▶ [Task brief]: Determine how many lines in the records hold the word "below". Return the number alone.

╭──

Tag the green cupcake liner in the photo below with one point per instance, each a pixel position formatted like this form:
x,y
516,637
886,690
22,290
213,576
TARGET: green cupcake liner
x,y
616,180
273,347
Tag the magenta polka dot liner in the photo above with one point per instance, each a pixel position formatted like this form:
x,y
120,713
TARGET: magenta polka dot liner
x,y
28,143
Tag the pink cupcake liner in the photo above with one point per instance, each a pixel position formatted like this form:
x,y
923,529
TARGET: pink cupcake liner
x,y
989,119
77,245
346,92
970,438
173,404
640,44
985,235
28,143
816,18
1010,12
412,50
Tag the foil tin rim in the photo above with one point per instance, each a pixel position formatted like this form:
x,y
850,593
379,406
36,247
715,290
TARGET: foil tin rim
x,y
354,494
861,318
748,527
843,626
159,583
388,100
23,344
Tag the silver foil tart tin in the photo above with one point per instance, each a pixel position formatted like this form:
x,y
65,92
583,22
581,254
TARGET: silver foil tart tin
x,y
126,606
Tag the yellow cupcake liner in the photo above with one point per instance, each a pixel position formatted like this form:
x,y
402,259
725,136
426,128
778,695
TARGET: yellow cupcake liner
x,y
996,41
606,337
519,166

╰──
╭──

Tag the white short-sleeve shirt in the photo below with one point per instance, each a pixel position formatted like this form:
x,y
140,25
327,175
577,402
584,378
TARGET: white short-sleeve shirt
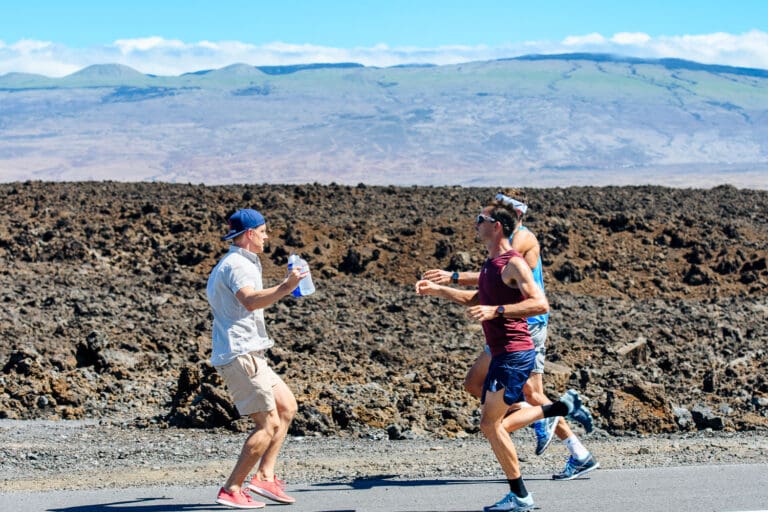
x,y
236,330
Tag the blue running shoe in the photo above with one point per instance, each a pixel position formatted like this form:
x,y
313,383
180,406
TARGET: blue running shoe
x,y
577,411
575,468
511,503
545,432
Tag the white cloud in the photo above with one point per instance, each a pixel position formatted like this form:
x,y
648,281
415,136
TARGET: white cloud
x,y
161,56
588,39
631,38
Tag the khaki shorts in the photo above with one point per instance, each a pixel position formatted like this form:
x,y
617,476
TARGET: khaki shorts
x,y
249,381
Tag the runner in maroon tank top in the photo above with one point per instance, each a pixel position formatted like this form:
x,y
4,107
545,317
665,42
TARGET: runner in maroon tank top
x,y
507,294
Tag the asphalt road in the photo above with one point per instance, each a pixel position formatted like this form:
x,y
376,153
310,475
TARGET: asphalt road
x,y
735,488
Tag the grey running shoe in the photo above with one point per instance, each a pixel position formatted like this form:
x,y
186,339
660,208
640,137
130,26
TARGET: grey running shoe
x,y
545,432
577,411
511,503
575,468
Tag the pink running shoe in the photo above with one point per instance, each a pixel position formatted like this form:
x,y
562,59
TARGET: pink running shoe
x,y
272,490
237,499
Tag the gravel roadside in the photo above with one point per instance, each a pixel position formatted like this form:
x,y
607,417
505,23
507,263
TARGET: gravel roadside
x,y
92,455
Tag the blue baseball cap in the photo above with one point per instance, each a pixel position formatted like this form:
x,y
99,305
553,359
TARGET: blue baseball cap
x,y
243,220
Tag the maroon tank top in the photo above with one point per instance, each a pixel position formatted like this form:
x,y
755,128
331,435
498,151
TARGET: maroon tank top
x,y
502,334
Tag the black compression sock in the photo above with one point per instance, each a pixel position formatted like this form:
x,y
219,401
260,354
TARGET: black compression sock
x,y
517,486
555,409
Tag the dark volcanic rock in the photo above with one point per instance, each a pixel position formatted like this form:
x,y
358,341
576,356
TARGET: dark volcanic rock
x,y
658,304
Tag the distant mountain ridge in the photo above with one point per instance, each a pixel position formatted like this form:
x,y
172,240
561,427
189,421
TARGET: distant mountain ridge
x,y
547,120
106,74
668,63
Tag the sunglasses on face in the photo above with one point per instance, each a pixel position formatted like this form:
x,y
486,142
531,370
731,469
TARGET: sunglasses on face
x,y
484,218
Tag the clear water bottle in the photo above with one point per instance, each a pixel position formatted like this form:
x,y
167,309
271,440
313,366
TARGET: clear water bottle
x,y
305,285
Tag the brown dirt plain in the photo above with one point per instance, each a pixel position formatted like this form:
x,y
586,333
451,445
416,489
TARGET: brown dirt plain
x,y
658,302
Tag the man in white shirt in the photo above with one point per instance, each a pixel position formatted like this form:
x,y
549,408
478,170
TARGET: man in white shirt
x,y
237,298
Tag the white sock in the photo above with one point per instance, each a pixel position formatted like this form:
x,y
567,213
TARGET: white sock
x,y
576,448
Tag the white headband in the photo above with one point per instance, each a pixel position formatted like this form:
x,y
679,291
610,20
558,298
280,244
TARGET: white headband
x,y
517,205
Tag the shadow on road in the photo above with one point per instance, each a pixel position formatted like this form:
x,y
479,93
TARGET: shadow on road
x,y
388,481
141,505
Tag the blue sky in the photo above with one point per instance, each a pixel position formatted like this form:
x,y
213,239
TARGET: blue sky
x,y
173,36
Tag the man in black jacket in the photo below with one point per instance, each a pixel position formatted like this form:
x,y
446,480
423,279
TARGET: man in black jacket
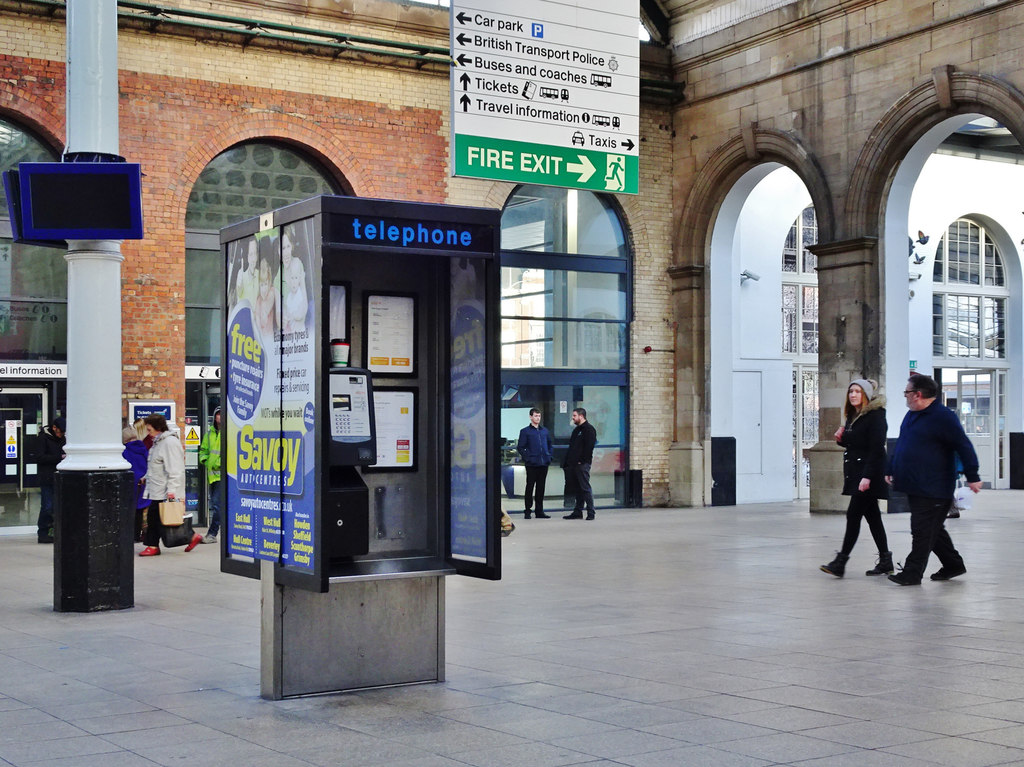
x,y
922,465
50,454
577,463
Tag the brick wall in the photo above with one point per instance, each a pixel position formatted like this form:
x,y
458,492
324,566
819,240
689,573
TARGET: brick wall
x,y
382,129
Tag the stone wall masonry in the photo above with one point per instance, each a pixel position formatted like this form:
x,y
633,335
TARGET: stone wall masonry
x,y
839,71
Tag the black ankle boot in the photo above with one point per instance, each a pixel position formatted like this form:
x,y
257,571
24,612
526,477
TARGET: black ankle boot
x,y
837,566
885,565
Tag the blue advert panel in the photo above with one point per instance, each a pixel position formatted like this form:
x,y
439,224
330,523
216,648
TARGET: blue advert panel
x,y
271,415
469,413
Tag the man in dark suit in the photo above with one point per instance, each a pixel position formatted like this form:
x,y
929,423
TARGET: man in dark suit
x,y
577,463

╰──

▶ [Solution]: 3